• [Goal of the exercise] Both the line containing "In this exercise you will identify every instance of the in" and the last line of the listing are included: write out exactly the lines from one to the other.

+++

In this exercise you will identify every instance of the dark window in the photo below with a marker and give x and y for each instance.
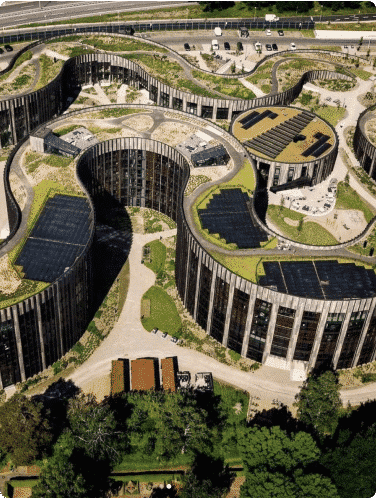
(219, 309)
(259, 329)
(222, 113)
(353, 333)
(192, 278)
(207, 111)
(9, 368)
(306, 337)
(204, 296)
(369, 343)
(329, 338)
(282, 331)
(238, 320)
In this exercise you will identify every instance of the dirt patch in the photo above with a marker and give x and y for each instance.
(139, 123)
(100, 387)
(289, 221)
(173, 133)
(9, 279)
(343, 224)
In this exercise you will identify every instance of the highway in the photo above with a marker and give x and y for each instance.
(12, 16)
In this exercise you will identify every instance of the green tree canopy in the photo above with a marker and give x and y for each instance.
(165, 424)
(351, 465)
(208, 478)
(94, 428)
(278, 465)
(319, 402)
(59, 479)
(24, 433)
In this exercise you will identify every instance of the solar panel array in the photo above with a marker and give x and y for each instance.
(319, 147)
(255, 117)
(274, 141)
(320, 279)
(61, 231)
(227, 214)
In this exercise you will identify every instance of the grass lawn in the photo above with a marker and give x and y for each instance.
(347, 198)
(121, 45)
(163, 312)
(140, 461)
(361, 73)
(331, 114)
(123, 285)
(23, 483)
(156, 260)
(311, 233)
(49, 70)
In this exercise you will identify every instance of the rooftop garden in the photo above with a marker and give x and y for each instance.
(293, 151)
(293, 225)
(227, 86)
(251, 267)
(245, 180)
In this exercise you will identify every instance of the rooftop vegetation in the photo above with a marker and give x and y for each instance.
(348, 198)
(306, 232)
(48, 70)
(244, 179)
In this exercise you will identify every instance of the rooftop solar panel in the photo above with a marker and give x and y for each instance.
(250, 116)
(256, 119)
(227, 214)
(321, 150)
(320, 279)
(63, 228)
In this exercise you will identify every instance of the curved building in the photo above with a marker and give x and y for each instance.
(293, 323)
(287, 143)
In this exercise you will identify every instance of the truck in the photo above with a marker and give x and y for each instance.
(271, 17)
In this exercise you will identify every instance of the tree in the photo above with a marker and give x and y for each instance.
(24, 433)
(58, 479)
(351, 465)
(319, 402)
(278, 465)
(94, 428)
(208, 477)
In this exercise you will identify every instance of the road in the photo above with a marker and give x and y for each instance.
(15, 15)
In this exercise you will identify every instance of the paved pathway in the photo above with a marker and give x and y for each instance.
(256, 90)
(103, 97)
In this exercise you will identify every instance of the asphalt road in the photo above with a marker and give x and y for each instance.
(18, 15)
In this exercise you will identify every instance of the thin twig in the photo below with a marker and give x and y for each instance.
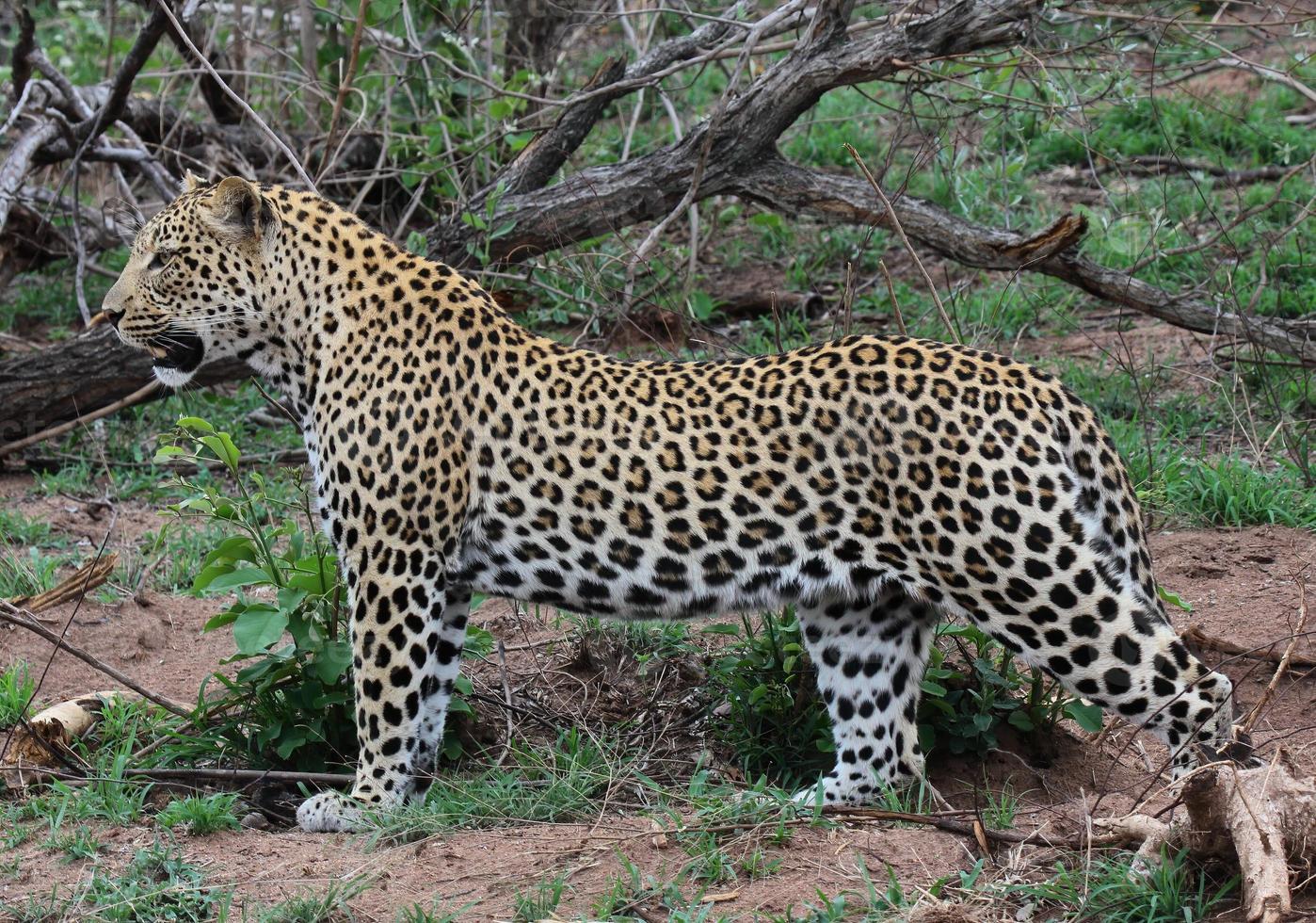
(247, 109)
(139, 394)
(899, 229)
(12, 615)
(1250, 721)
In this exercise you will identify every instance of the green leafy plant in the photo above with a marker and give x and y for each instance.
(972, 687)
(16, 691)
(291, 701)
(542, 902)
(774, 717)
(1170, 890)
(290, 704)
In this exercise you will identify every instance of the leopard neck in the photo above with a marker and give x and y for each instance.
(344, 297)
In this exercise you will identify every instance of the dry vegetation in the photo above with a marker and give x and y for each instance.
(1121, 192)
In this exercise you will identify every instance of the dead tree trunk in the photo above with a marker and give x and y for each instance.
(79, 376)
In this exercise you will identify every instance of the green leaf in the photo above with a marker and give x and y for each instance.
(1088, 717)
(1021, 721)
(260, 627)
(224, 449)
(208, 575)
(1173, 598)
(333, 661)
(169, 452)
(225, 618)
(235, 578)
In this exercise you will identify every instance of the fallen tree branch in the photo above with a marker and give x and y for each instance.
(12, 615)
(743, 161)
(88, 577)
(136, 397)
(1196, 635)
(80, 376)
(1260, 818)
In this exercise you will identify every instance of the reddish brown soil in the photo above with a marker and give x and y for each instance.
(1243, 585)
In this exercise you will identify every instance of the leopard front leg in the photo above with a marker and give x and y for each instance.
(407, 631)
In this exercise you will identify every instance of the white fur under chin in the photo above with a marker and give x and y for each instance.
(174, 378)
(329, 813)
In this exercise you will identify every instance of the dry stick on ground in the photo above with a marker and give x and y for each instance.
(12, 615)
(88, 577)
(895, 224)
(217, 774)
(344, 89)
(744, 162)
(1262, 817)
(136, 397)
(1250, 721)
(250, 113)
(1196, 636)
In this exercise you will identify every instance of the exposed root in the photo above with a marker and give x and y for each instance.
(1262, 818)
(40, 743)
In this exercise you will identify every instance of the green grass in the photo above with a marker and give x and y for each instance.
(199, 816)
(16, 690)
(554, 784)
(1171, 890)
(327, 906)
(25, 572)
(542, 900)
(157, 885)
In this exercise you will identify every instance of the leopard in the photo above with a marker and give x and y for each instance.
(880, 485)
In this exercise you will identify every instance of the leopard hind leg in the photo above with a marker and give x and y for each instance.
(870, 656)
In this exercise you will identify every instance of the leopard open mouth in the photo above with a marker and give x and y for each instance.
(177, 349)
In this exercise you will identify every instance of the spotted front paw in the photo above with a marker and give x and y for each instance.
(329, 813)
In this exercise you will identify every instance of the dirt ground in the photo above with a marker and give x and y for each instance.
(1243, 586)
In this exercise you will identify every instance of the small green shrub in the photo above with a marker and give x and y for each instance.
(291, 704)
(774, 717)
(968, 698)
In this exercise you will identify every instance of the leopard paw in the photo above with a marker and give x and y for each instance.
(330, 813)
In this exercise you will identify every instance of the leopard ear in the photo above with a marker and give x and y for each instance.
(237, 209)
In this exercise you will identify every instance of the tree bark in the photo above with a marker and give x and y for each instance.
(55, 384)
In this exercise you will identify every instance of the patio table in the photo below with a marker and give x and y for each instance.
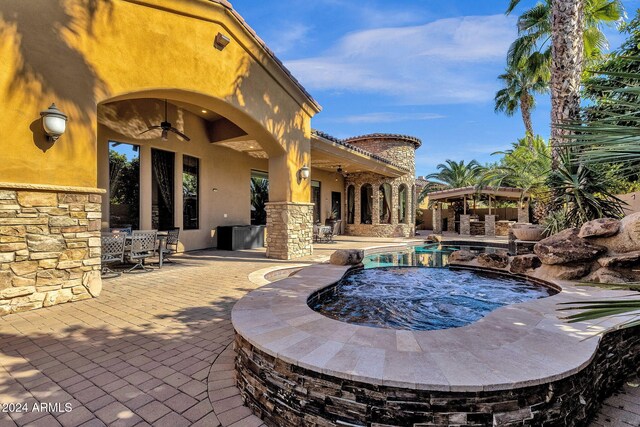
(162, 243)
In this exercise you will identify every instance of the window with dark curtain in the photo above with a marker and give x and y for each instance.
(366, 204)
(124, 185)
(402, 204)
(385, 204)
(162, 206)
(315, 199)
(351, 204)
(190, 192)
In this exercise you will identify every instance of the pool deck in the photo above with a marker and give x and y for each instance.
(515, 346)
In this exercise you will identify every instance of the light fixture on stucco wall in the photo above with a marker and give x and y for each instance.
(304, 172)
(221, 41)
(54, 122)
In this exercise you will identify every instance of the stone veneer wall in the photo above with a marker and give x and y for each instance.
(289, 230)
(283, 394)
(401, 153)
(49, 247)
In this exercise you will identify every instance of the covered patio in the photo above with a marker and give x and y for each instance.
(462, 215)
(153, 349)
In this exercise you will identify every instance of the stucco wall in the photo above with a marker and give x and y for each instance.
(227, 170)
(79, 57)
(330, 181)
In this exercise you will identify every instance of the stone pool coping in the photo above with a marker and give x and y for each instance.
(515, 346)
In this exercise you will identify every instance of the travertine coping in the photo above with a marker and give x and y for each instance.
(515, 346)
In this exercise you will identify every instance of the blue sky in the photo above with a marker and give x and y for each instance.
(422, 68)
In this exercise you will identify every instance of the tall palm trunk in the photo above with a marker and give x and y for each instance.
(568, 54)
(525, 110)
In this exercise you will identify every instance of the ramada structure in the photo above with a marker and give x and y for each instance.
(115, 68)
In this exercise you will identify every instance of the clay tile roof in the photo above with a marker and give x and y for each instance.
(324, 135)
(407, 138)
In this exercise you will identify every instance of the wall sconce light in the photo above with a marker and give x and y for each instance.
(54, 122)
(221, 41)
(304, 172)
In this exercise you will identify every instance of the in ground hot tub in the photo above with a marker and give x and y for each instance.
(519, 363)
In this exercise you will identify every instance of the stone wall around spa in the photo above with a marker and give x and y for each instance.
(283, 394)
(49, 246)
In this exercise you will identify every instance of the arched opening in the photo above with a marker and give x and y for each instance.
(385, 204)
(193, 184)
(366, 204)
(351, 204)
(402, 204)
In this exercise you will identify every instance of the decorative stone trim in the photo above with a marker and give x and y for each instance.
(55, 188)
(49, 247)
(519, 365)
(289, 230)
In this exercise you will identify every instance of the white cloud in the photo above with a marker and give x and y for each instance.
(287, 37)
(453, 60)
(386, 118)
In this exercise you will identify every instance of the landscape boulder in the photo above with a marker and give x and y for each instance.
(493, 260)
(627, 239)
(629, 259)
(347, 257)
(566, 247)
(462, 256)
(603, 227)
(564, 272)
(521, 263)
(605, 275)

+++

• [Problem solution]
In this exercise you will identify every instance of the in ground hot tub in the photo above with a marker and give x and y for each instance.
(519, 363)
In this exercise you will identify every instance of the stone wall around spa in the photo above with a marker and give x and y for each instance.
(283, 394)
(49, 246)
In this exercise you will identify every instance of the arched opening in the photo above with a marker and give x and y for each instance.
(385, 204)
(193, 184)
(366, 204)
(351, 204)
(402, 204)
In this exercise you will identify every instance of the decorative stone trim in the photo above with a marker and give x and y for each instance.
(55, 188)
(49, 247)
(519, 365)
(289, 230)
In this exercise you will identify every instance of the white cloud in the photo above with a marker and give x and y for each instance.
(287, 37)
(453, 60)
(386, 118)
In this exercise you will identify every instance of the landscape boulder in the photo above with a marker and give x and y for each instance.
(493, 260)
(627, 239)
(629, 259)
(347, 257)
(566, 247)
(462, 256)
(603, 227)
(564, 272)
(521, 263)
(605, 275)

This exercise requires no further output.